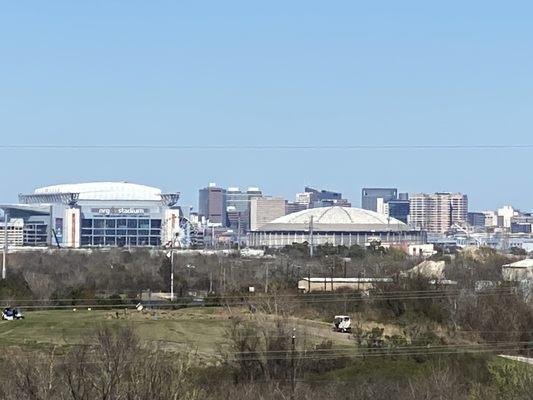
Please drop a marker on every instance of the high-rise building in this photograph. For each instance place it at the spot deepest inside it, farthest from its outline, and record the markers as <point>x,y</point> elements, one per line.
<point>437,212</point>
<point>370,197</point>
<point>264,210</point>
<point>398,209</point>
<point>212,204</point>
<point>477,219</point>
<point>238,207</point>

——

_What to work on_:
Please rewrite the data above, changing "high-rise building" to "tower block" and keeping everything else the same. Leave the pictures out of your answer.

_Answer_:
Please drop a marker on every instance of the tower block in this photograph. For each instance place it at the spot deepest inside it, farthest from its outline, and record the markers as <point>x,y</point> elements, one per line.
<point>437,212</point>
<point>370,197</point>
<point>264,210</point>
<point>398,209</point>
<point>212,204</point>
<point>477,219</point>
<point>238,207</point>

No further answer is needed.